#### Quoted passage ####

There are a lot of integration approaches and standards out there. In order to make sense out of the variety I distinguish three successive generations of such standards. As far am I’m aware it is not something commonly accepted, but again I’m not aware of any other sensible commonly accepted classification, so I see mine as being credible enough for causal use.

The first generation is unsurprisingly the oldest one. Standards belonging to this generation started to emerge in dark ages of distributed computing where merely sending chunks of bytes around in a reliable way was considered being an achievement. Thanks to the byte-centric perspective those standards were concerned mostly about structuring those chunks, i.e. what the layout of data is, what fields are, what delimiters are used, etc. Hence, I collectively refer to standards of the first generation as syntax-based integration standards.

Perhaps the most widely used first-generation standard is IP. The structure of headers of IP packets is defined in a bit-precise way, and the well-formedness rules  are again specified down to the bit-level. However, the fact that first generation is the oldest one doesn’t mean that it is something outdated. In fact quite an opposite. Most integration standards in use today actually belong to the first generation. Even relatively modern concept of a web service, as far as WS-I interoperability standard is concerned, is still describes standards of the first generation, because a concrete syntax is what’s defined by XSD specifications embedded into a WSDL.

There’s a joke about first-generation integration standards stating that the good thing about standards is that there’s a lot of standards to select from. The second generation of integration standards started to emerge when people begun to treat this joke seriously. There are so many (almost) overlapping and (nearly) interchangeable standards that true ad hoc interoperability is only possible by pure coincidence, which in fact undermines the point of having integration standards.

Authors of second-generation standards tried to make sense out of wide variety of syntaxes by standardizing underlying model of information represented by such. In turn, models could be rendered in a variety of concrete syntaxes. Consequently, standards of the second generation are called model-based integration standards.

#### Provided data ####

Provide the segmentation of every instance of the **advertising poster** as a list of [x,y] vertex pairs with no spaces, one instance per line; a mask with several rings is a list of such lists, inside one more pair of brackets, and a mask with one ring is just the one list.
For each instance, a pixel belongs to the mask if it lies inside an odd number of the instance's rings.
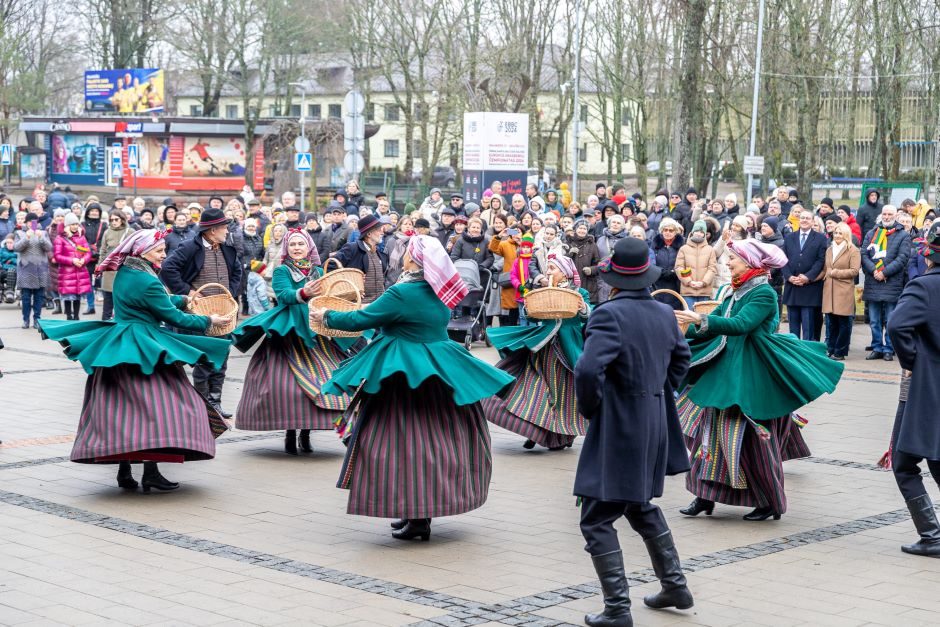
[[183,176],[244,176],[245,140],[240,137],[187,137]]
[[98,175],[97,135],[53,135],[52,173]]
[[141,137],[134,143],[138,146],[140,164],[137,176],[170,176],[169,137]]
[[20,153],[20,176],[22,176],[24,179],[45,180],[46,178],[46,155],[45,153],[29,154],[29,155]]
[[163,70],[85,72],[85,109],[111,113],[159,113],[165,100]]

####
#### Provided data ####

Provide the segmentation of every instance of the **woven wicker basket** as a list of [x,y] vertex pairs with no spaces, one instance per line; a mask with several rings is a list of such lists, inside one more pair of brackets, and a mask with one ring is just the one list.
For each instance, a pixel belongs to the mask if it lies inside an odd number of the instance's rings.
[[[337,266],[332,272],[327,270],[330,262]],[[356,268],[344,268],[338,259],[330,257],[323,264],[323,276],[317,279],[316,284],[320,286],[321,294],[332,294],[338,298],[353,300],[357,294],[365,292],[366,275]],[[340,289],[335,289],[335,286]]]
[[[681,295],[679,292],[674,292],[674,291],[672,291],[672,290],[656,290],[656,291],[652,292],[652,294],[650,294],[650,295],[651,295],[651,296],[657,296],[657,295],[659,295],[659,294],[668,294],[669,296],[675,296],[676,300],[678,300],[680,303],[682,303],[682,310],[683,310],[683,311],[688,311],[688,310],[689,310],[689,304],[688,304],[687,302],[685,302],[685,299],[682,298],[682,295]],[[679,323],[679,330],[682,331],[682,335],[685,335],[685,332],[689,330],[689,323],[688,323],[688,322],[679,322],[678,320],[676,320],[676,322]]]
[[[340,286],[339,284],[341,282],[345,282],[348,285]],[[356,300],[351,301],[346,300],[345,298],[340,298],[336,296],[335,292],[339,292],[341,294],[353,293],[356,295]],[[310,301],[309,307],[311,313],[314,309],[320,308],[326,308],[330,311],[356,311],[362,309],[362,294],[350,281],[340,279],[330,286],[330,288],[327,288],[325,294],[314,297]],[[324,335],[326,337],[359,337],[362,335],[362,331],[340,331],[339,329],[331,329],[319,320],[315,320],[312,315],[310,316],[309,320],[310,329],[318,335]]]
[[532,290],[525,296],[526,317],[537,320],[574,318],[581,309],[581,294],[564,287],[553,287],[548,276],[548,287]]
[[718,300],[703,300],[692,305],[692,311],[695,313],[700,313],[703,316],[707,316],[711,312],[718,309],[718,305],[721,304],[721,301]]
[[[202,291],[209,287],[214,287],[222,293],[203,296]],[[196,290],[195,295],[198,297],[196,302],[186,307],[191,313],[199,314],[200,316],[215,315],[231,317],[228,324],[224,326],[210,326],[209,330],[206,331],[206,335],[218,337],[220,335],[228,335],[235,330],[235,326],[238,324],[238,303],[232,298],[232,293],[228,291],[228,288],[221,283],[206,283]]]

####

Parts of the exercise
**a)** Reproduce the passage on the generations of integration standards word for word, in full.
**b)** Render the records as a two-column CSV with the columns request and answer, one row for each request, starting at the line that has "Provide the segmentation of every instance of the **advertising" and stopping after the line that has "[[163,70],[85,72],[85,109],[111,113],[159,113],[165,100]]". Put each value in a single quoted field with its line breaks replaced by spaces, and leave out the pictures.

Results in order
**a)**
There are a lot of integration approaches and standards out there. In order to make sense out of the variety I distinguish three successive generations of such standards. As far am I’m aware it is not something commonly accepted, but again I’m not aware of any other sensible commonly accepted classification, so I see mine as being credible enough for causal use.

The first generation is unsurprisingly the oldest one. Standards belonging to this generation started to emerge in dark ages of distributed computing where merely sending chunks of bytes around in a reliable way was considered being an achievement. Thanks to the byte-centric perspective those standards were concerned mostly about structuring those chunks, i.e. what the layout of data is, what fields are, what delimiters are used, etc. Hence, I collectively refer to standards of the first generation as syntax-based integration standards.

Perhaps the most widely used first-generation standard is IP. The structure of headers of IP packets is defined in a bit-precise way, and the well-formedness rules  are again specified down to the bit-level. However, the fact that first generation is the oldest one doesn’t mean that it is something outdated. In fact quite an opposite. Most integration standards in use today actually belong to the first generation. Even relatively modern concept of a web service, as far as WS-I interoperability standard is concerned, is still describes standards of the first generation, because a concrete syntax is what’s defined by XSD specifications embedded into a WSDL.

There’s a joke about first-generation integration standards stating that the good thing about standards is that there’s a lot of standards to select from. The second generation of integration standards started to emerge when people begun to treat this joke seriously. There are so many (almost) overlapping and (nearly) interchangeable standards that true ad hoc interoperability is only possible by pure coincidence, which in fact undermines the point of having integration standards.

Authors of second-generation standards tried to make sense out of wide variety of syntaxes by standardizing underlying model of information represented by such. In turn, models could be rendered in a variety of concrete syntaxes. Consequently, standards of the second generation are called model-based integration standards.

**b)**
request,answer
"Provide the segmentation of every instance of the **advertising poster** as a list of [x,y] vertex pairs with no spaces, one instance per line; a mask with several rings is a list of such lists, inside one more pair of brackets, and a mask with one ring is just the one list. For each instance, a pixel belongs to the mask if it lies inside an odd number of the instance's rings.","[[183,176],[244,176],[245,140],[240,137],[187,137]] [[98,175],[97,135],[53,135],[52,173]] [[141,137],[134,143],[138,146],[140,164],[137,176],[170,176],[169,137]] [[20,153],[20,176],[22,176],[24,179],[45,180],[46,178],[46,155],[45,153],[29,154],[29,155]] [[163,70],[85,72],[85,109],[111,113],[159,113],[165,100]]"